Excerpted text:
========================================
During those moments when we’re applying some SPF-laden product on our skin we often recall that we’ve quite literally gotten burned in the past by failing to cover certain spots. The thing is, we often remember what some of them are, but it isn’t until it’s too late that we realize we didn’t catch them all.

Howstuffworks.com staff writer Molly Edmonds reported on the five spots we often miss when we’re putting on sunscreen and they bear repeating because even if you’ve always been somewhat diligent about lathering or spraying your own skin, you may find yourself struggling to be thorough if you happen to be a harried parent, uncle, or camp counselor with the unenviable task of applying and reapplying lotion on kids, especially kids in considerable quantities.

The five spots we often miss:

1) Behind the knees, where a burn can make every step torture.

2) Our feet, particularly the tops, since we as sunbathers often don’t want sand sticking to those areas; Edmonds says that “according to the American College of Foot and Ankle Surgeons, skin cancer on the foot often goes unnoticed because people don’t check their feet as diligently as they check other body parts.”
========================================
Prompt:
Please say whether each statement below agrees with the sunscreen text, giving yes or no and quoting the words of the text that settle it.
1. Molly Edmonds reported on five spots people often miss when putting on sunscreen.
2. The text says sunbathers often skip the bottoms of their feet.
3. A burn behind the knees is described as making every step torture.

Supplied records:
========================================
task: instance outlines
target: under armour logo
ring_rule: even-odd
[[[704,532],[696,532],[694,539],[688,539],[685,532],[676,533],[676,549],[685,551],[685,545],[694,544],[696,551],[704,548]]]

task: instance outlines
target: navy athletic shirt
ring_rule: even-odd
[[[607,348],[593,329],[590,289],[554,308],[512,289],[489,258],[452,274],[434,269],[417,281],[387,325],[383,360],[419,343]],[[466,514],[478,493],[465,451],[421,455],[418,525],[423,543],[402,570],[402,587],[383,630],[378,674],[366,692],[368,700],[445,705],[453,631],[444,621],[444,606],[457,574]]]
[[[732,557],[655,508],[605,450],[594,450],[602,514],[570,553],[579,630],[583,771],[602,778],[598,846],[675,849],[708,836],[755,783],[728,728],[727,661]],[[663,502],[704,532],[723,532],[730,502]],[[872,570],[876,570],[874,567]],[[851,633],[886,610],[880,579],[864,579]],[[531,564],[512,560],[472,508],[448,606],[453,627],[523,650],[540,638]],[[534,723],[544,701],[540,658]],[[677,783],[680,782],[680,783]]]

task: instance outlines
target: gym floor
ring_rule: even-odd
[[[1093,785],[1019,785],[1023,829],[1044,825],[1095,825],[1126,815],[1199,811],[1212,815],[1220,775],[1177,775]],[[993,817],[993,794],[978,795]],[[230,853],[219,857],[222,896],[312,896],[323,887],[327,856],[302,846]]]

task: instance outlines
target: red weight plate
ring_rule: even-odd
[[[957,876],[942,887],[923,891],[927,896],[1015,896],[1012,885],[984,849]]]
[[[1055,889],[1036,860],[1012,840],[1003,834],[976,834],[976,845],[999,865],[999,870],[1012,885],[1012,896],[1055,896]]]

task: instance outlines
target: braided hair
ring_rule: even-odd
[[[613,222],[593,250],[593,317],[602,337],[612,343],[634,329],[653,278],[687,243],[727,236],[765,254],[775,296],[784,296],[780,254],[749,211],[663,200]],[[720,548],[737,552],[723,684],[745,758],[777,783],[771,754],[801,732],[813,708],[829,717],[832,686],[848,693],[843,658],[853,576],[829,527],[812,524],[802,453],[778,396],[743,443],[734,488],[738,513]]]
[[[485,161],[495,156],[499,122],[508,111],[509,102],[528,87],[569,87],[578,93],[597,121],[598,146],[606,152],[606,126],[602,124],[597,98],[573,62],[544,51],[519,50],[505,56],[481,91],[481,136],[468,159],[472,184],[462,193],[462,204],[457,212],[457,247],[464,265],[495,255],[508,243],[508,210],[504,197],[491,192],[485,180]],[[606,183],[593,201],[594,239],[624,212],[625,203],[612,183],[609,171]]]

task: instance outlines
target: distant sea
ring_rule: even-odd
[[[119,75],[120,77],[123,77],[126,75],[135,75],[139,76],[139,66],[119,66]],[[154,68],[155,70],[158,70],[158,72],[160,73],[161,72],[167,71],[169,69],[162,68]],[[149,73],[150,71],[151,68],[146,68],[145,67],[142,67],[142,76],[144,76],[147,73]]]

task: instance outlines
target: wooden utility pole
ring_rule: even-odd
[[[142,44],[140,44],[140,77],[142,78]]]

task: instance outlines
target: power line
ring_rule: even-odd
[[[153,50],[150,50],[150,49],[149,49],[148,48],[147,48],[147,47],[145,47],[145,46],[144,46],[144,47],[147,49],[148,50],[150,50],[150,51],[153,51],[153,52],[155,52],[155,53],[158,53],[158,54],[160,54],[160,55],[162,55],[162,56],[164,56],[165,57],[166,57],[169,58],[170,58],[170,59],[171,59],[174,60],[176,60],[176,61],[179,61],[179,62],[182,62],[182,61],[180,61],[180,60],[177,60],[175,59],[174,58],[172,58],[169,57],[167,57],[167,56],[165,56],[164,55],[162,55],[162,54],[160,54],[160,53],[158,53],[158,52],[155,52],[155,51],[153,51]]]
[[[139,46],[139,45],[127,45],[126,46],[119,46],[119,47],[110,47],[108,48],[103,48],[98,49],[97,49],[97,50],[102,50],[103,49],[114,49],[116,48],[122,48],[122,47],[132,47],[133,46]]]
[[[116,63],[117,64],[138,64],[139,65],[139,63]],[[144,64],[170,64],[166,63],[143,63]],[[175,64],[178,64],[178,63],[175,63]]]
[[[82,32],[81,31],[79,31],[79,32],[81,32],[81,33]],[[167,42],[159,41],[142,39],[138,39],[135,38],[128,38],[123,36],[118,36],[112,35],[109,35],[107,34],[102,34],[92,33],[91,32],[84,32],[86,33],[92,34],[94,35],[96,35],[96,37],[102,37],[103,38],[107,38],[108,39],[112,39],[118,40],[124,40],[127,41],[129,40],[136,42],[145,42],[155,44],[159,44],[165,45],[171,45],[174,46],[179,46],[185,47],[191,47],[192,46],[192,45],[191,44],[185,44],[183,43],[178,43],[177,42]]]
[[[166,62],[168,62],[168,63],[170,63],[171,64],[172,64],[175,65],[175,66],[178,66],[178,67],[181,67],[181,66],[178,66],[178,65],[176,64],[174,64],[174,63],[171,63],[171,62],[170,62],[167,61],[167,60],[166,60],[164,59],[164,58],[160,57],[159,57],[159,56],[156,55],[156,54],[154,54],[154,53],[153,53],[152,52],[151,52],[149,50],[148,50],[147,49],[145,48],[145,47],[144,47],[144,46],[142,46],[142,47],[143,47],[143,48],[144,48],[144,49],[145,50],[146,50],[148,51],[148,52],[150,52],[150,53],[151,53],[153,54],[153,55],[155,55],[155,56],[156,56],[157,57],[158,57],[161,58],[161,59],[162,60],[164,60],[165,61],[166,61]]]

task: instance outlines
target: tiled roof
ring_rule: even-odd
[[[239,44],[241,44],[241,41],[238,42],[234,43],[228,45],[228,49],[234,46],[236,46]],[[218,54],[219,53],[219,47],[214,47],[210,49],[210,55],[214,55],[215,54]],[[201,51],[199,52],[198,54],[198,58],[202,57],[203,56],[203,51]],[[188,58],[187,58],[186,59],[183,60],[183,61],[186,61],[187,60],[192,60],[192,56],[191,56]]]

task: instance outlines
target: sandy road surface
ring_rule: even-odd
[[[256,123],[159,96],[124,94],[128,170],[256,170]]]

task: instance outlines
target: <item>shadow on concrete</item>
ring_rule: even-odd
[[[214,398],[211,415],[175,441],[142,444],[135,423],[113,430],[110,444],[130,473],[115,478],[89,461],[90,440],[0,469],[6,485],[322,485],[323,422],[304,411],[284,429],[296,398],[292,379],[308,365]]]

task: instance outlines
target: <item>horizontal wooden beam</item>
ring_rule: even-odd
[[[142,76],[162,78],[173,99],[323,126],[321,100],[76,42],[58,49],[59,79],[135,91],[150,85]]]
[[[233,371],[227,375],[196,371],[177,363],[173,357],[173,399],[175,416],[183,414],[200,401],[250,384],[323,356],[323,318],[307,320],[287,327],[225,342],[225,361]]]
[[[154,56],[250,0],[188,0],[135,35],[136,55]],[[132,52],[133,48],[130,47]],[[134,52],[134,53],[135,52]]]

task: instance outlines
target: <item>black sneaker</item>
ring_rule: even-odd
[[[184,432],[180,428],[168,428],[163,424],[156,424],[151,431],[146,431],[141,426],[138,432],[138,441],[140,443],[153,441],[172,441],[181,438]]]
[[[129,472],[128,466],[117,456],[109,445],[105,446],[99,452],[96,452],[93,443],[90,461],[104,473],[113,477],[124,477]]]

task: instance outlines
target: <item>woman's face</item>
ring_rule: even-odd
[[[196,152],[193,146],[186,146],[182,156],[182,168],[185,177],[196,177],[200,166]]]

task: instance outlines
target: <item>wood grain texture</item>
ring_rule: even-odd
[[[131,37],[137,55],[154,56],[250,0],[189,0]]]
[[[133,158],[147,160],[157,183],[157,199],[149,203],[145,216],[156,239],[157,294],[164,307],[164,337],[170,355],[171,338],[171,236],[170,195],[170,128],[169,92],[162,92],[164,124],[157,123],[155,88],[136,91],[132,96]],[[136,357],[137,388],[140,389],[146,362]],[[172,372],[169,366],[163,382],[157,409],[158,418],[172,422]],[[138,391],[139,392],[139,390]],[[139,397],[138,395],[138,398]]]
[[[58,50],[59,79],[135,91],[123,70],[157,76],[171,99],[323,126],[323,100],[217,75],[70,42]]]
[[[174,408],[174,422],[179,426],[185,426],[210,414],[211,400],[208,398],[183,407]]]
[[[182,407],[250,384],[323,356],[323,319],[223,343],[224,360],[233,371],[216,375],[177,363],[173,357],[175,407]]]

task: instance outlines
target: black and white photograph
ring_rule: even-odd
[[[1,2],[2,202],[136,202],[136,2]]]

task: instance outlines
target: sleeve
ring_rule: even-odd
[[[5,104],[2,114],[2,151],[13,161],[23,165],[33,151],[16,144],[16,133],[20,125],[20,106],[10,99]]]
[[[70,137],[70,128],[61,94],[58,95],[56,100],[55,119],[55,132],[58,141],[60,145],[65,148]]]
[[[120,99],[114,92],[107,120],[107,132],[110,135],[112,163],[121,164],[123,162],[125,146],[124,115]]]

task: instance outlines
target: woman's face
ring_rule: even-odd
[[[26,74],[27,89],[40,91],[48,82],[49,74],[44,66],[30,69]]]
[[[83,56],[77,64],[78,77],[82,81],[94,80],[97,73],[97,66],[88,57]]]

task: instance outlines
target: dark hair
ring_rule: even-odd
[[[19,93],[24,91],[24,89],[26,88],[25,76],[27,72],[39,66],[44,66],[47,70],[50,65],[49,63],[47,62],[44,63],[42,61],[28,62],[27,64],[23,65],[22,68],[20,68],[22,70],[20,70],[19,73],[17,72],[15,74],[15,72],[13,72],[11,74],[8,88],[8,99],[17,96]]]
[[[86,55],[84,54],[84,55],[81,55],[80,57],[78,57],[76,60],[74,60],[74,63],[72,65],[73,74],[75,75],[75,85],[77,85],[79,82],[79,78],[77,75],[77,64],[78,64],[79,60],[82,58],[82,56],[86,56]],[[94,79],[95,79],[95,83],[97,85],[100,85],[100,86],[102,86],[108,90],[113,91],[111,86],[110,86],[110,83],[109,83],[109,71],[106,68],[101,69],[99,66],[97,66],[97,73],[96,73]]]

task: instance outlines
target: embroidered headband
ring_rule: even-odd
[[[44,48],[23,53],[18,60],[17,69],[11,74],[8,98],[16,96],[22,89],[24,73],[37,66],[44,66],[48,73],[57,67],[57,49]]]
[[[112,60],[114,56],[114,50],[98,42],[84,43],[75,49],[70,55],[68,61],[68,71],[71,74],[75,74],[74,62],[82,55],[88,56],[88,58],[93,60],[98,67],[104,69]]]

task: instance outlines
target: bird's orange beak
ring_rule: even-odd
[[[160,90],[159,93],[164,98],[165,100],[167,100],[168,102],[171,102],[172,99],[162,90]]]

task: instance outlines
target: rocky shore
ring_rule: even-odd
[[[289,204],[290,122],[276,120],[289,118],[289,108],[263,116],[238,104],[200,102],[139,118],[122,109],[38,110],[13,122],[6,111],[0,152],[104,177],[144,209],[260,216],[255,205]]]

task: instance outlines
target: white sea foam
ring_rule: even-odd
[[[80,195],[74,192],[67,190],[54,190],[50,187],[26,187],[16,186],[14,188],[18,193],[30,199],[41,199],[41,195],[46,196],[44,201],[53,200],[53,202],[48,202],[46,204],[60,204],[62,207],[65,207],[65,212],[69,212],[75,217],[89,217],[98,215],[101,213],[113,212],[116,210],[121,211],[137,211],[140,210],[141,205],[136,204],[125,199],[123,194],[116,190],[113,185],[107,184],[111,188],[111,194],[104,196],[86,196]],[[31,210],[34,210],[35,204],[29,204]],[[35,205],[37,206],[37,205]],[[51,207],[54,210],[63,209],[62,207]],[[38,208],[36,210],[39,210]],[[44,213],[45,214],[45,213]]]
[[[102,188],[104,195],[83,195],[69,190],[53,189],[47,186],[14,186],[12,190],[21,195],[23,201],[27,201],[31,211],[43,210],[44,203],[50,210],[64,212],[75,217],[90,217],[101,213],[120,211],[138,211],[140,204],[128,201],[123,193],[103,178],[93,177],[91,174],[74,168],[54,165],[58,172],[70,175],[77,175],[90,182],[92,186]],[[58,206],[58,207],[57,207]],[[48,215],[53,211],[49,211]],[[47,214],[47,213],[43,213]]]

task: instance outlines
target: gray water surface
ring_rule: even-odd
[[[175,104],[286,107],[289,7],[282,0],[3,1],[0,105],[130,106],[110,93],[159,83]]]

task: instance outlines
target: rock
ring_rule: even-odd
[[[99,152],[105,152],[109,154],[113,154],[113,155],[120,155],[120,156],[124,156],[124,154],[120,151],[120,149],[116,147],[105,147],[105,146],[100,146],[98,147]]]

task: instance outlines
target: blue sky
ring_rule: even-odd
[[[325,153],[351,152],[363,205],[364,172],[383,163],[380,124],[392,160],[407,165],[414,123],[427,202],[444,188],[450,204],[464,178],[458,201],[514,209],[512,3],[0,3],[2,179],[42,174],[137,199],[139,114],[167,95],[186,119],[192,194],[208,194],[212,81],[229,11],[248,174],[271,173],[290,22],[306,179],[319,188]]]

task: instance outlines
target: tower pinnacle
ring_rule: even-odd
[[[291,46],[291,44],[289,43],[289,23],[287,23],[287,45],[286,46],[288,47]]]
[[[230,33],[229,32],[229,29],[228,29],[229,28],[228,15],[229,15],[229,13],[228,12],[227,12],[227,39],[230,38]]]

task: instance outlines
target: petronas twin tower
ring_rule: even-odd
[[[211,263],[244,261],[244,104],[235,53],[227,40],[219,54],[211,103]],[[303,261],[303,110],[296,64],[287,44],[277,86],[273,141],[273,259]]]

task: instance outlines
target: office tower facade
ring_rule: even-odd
========================================
Response box:
1. Yes: "reported on the five spots we often miss when we’re putting on sunscreen"
2. No: "Our feet, particularly the tops"
3. Yes: "Behind the knees, where a burn can make every step torture"